WHAT IS EXPECTED:
Please repeat the line that has "Query: pine cone" and all lines after it, exactly as they appear, through the end of the entries.

MATERIALS PROVIDED:
┄┄┄┄┄┄┄┄┄┄┄┄┄┄┄┄┄┄┄┄
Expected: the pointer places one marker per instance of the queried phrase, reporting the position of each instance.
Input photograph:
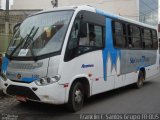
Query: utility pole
(54, 3)
(7, 17)
(6, 39)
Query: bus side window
(119, 34)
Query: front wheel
(140, 80)
(76, 97)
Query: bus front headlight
(47, 80)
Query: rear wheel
(76, 97)
(140, 80)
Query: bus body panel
(104, 69)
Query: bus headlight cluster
(47, 80)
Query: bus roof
(98, 11)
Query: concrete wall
(126, 8)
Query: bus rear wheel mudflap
(76, 97)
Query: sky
(3, 3)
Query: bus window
(134, 37)
(147, 40)
(155, 39)
(119, 35)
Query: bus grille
(22, 91)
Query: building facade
(148, 12)
(0, 5)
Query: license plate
(21, 98)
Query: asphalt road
(125, 100)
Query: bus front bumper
(52, 93)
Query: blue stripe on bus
(101, 12)
(29, 79)
(109, 50)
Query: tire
(140, 80)
(76, 97)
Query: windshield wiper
(27, 41)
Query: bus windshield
(40, 34)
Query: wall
(31, 4)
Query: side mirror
(15, 28)
(83, 29)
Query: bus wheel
(76, 97)
(140, 80)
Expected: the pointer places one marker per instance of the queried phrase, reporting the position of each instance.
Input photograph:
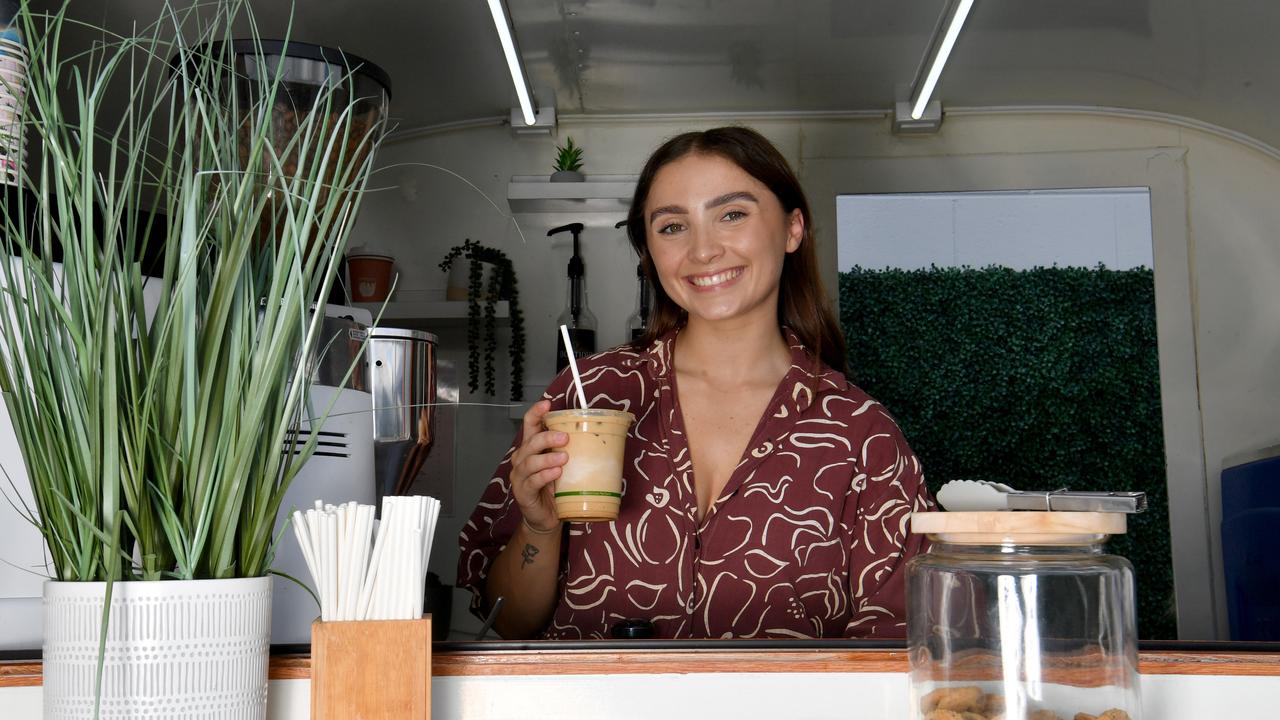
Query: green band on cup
(594, 492)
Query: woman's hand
(534, 466)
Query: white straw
(359, 574)
(572, 365)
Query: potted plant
(568, 163)
(154, 406)
(484, 291)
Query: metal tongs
(983, 495)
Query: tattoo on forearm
(528, 555)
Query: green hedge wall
(1042, 378)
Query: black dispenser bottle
(576, 317)
(639, 320)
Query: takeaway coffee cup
(590, 484)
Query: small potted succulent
(490, 277)
(568, 163)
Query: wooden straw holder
(371, 669)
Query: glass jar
(1022, 616)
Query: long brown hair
(803, 302)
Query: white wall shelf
(598, 194)
(426, 315)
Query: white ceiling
(1212, 60)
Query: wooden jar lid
(1019, 527)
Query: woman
(764, 495)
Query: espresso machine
(378, 386)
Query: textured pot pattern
(174, 648)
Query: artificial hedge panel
(1042, 379)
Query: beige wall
(1217, 283)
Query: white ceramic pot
(174, 648)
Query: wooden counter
(695, 661)
(810, 683)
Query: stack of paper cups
(13, 96)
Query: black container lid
(307, 51)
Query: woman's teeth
(707, 281)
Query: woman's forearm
(525, 574)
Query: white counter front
(743, 686)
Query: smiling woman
(764, 496)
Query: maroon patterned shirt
(808, 538)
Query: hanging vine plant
(483, 296)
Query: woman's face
(717, 237)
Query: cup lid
(592, 413)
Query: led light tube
(940, 59)
(517, 71)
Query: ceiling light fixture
(958, 12)
(502, 21)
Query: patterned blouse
(808, 538)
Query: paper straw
(304, 534)
(572, 365)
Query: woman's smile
(711, 282)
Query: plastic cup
(590, 484)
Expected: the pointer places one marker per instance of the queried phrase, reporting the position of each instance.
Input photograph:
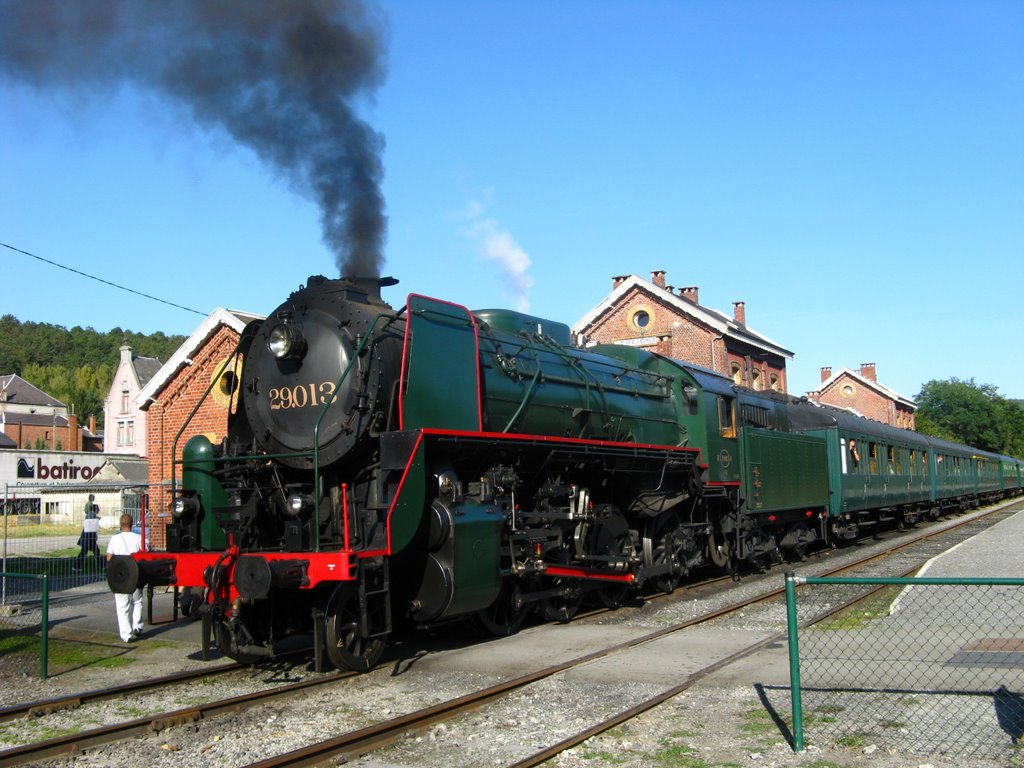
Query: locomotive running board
(589, 573)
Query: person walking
(89, 540)
(128, 607)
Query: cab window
(726, 417)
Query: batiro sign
(50, 467)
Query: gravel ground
(725, 720)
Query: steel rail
(76, 741)
(361, 741)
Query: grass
(38, 530)
(22, 652)
(863, 612)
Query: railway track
(367, 739)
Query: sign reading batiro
(45, 467)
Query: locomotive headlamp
(299, 503)
(184, 506)
(285, 340)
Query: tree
(972, 414)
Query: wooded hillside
(75, 366)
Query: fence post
(792, 629)
(45, 621)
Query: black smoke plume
(280, 76)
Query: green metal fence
(928, 666)
(25, 626)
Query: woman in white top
(128, 607)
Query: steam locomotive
(430, 463)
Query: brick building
(123, 418)
(655, 316)
(860, 391)
(202, 364)
(31, 419)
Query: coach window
(726, 417)
(854, 457)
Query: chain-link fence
(53, 541)
(927, 666)
(62, 530)
(25, 627)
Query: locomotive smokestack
(279, 77)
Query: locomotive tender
(434, 463)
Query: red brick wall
(670, 334)
(867, 401)
(173, 406)
(68, 437)
(679, 336)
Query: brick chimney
(74, 441)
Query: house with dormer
(31, 419)
(860, 392)
(653, 315)
(197, 385)
(124, 421)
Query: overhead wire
(105, 282)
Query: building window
(641, 317)
(736, 371)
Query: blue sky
(853, 171)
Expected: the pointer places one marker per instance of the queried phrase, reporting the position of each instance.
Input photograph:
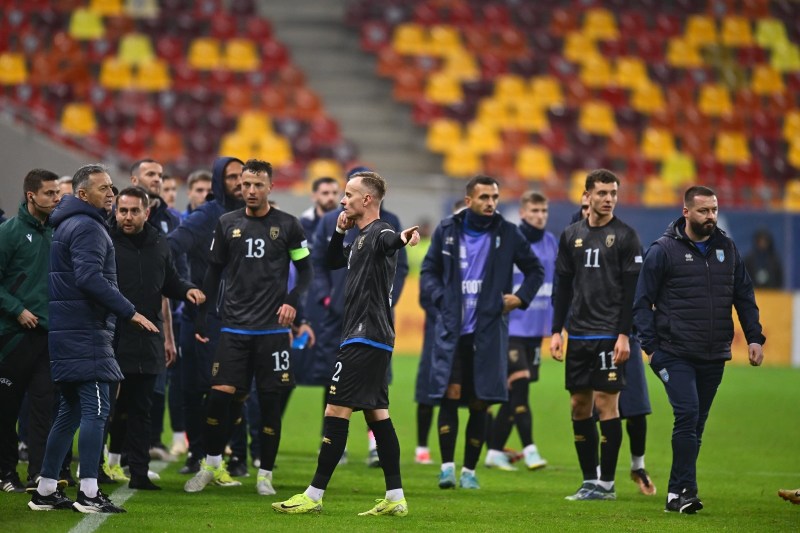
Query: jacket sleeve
(432, 271)
(744, 300)
(648, 287)
(530, 266)
(88, 261)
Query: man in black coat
(146, 272)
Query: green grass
(749, 451)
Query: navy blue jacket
(193, 236)
(84, 296)
(441, 280)
(684, 298)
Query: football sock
(333, 443)
(448, 429)
(586, 445)
(217, 411)
(518, 398)
(270, 438)
(636, 427)
(476, 430)
(609, 447)
(424, 420)
(388, 452)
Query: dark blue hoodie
(84, 295)
(193, 236)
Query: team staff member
(691, 279)
(254, 246)
(468, 272)
(360, 379)
(597, 266)
(24, 359)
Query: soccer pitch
(749, 451)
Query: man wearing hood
(468, 273)
(192, 239)
(84, 306)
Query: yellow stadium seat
(683, 54)
(791, 125)
(461, 161)
(109, 8)
(600, 24)
(736, 31)
(240, 55)
(153, 76)
(444, 40)
(442, 88)
(115, 74)
(578, 47)
(631, 72)
(657, 144)
(13, 70)
(78, 119)
(770, 32)
(656, 193)
(701, 30)
(597, 117)
(648, 98)
(785, 57)
(596, 73)
(767, 80)
(715, 100)
(443, 134)
(410, 39)
(483, 138)
(529, 116)
(135, 49)
(204, 54)
(731, 148)
(86, 24)
(678, 170)
(546, 91)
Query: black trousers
(130, 427)
(26, 368)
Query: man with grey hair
(84, 304)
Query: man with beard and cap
(691, 279)
(192, 239)
(468, 274)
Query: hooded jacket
(145, 274)
(684, 298)
(441, 280)
(193, 236)
(85, 301)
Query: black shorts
(525, 353)
(360, 377)
(590, 365)
(239, 357)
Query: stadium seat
(86, 24)
(78, 119)
(13, 70)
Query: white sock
(89, 486)
(314, 493)
(394, 495)
(47, 486)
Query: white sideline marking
(92, 522)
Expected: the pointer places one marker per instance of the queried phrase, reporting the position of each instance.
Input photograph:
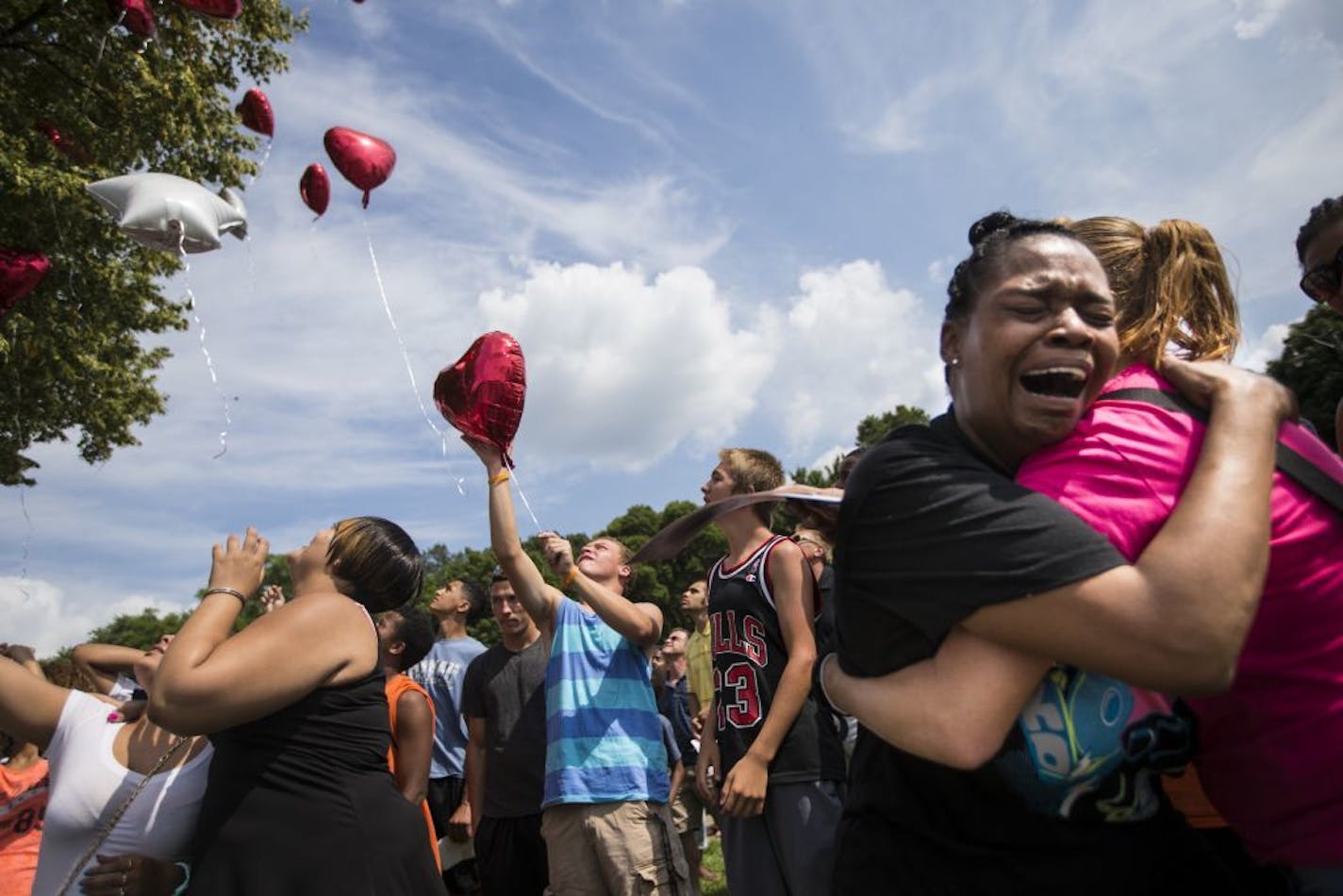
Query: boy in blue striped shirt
(605, 821)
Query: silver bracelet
(222, 589)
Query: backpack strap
(1291, 464)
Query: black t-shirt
(507, 690)
(928, 534)
(748, 660)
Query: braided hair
(990, 237)
(1321, 217)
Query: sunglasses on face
(1324, 281)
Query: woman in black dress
(940, 553)
(300, 798)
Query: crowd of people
(1112, 559)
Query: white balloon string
(525, 503)
(27, 543)
(260, 165)
(23, 488)
(406, 355)
(97, 62)
(205, 350)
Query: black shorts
(445, 795)
(510, 855)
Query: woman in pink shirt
(1270, 743)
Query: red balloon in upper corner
(257, 113)
(66, 146)
(316, 189)
(137, 15)
(482, 392)
(215, 8)
(21, 273)
(364, 160)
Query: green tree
(1312, 367)
(873, 427)
(137, 630)
(73, 354)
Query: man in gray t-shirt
(504, 705)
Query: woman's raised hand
(240, 564)
(130, 874)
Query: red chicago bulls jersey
(748, 660)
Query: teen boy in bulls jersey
(775, 751)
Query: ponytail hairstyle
(1320, 218)
(1171, 288)
(990, 237)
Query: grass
(712, 860)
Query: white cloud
(829, 456)
(623, 368)
(1260, 15)
(849, 345)
(1268, 347)
(41, 616)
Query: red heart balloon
(19, 274)
(364, 160)
(482, 392)
(137, 15)
(66, 146)
(257, 113)
(316, 189)
(215, 8)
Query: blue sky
(706, 224)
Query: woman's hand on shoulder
(1205, 383)
(130, 874)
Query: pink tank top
(1272, 746)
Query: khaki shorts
(688, 811)
(624, 849)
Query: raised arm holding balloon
(598, 804)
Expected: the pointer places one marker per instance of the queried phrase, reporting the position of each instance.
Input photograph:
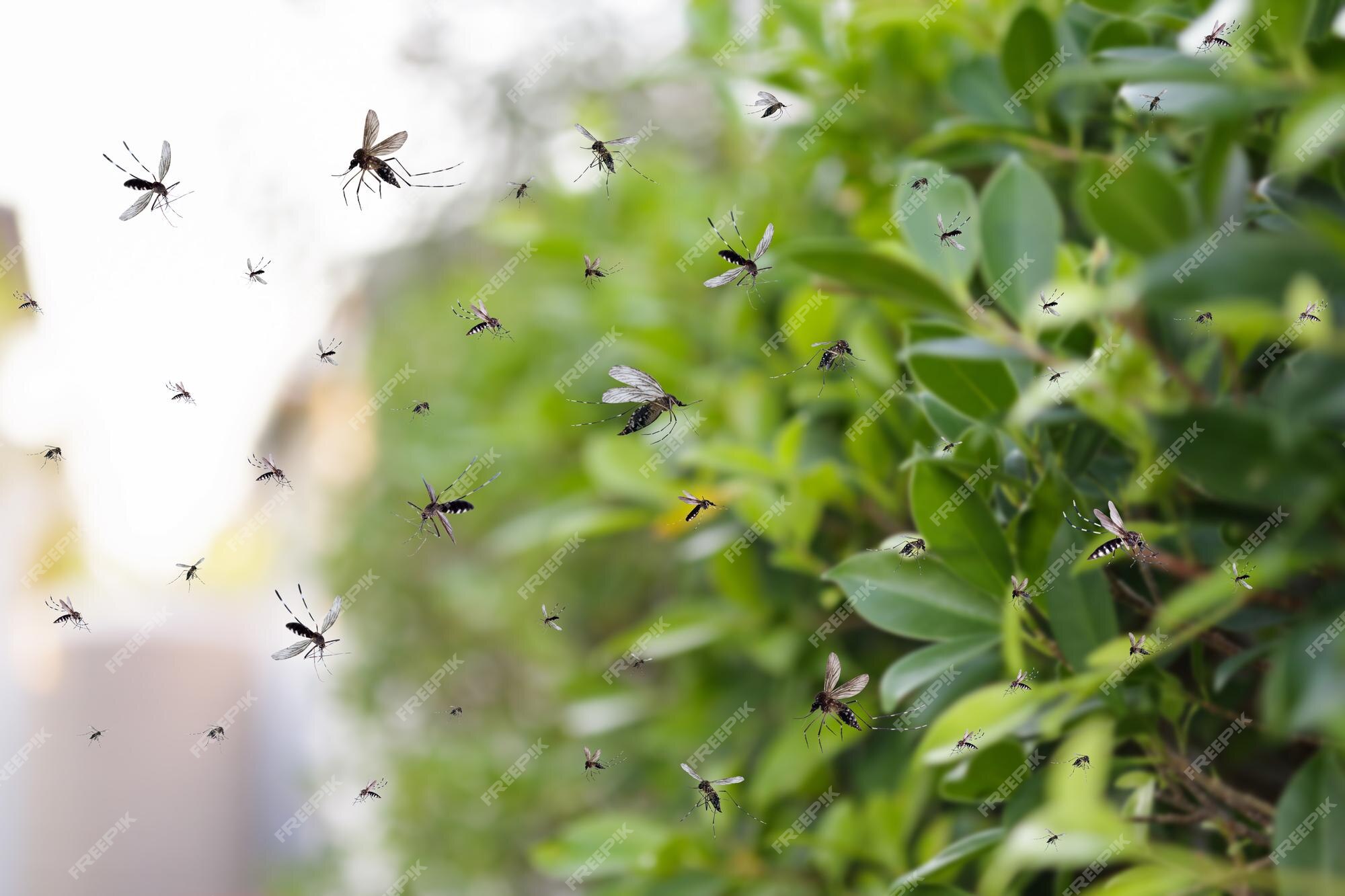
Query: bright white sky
(262, 103)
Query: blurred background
(264, 103)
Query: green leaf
(966, 536)
(1026, 256)
(926, 603)
(1315, 795)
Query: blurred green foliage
(1270, 436)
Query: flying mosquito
(190, 571)
(747, 268)
(1132, 541)
(314, 641)
(68, 614)
(592, 271)
(155, 189)
(640, 388)
(326, 356)
(1020, 682)
(1308, 314)
(1051, 306)
(1139, 646)
(837, 354)
(603, 158)
(373, 158)
(769, 100)
(1213, 40)
(833, 701)
(255, 272)
(1022, 595)
(700, 503)
(180, 393)
(711, 798)
(592, 763)
(484, 319)
(29, 303)
(946, 235)
(216, 733)
(369, 790)
(436, 512)
(52, 454)
(520, 190)
(271, 471)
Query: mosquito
(180, 393)
(836, 354)
(640, 388)
(1308, 314)
(313, 642)
(769, 100)
(603, 158)
(520, 190)
(946, 235)
(155, 189)
(1153, 100)
(216, 733)
(255, 272)
(747, 268)
(477, 311)
(700, 503)
(325, 356)
(1020, 682)
(1132, 541)
(52, 454)
(1213, 40)
(369, 790)
(436, 512)
(190, 571)
(271, 471)
(711, 798)
(68, 614)
(1051, 306)
(833, 701)
(592, 763)
(373, 158)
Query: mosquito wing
(371, 130)
(138, 206)
(391, 146)
(766, 241)
(330, 619)
(294, 650)
(852, 686)
(638, 378)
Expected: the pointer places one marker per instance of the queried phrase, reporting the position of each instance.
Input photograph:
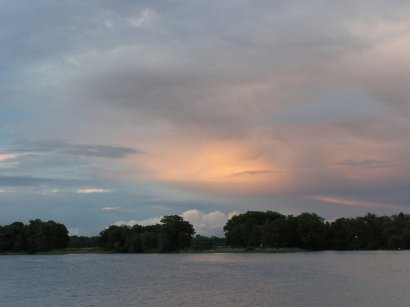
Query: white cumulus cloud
(208, 224)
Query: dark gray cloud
(21, 181)
(318, 89)
(368, 163)
(48, 146)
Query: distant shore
(97, 250)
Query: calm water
(299, 279)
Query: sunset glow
(129, 111)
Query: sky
(120, 112)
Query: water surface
(379, 278)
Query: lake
(377, 278)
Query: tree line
(171, 235)
(310, 231)
(36, 236)
(248, 230)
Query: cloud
(101, 151)
(208, 224)
(8, 156)
(366, 163)
(92, 191)
(251, 173)
(143, 19)
(110, 208)
(30, 181)
(360, 203)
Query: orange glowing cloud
(215, 164)
(359, 203)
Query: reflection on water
(299, 279)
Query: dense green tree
(35, 237)
(201, 243)
(175, 233)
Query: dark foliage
(82, 242)
(37, 236)
(309, 231)
(171, 235)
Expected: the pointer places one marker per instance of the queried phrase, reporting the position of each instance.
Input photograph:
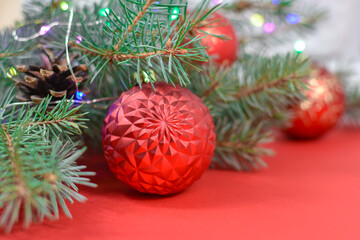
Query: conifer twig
(134, 22)
(110, 55)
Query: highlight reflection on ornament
(269, 27)
(322, 108)
(257, 20)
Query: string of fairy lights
(256, 19)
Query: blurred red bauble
(159, 141)
(322, 109)
(224, 51)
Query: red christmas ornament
(159, 141)
(322, 109)
(224, 51)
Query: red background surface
(311, 190)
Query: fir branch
(38, 170)
(22, 190)
(134, 22)
(114, 57)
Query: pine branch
(22, 190)
(113, 57)
(135, 21)
(238, 145)
(38, 170)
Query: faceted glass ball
(224, 51)
(322, 108)
(158, 141)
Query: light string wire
(71, 17)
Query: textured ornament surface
(322, 108)
(224, 51)
(158, 142)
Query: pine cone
(53, 78)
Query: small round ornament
(224, 51)
(321, 109)
(160, 141)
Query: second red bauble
(224, 51)
(159, 141)
(322, 108)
┄┄┄┄┄┄┄┄┄┄┄┄┄┄┄┄┄┄┄┄
WRITTEN ANSWER:
Query: pine cone
(53, 78)
Query: small round ornament
(224, 51)
(321, 109)
(160, 141)
Query: second red bauble
(224, 51)
(159, 141)
(322, 108)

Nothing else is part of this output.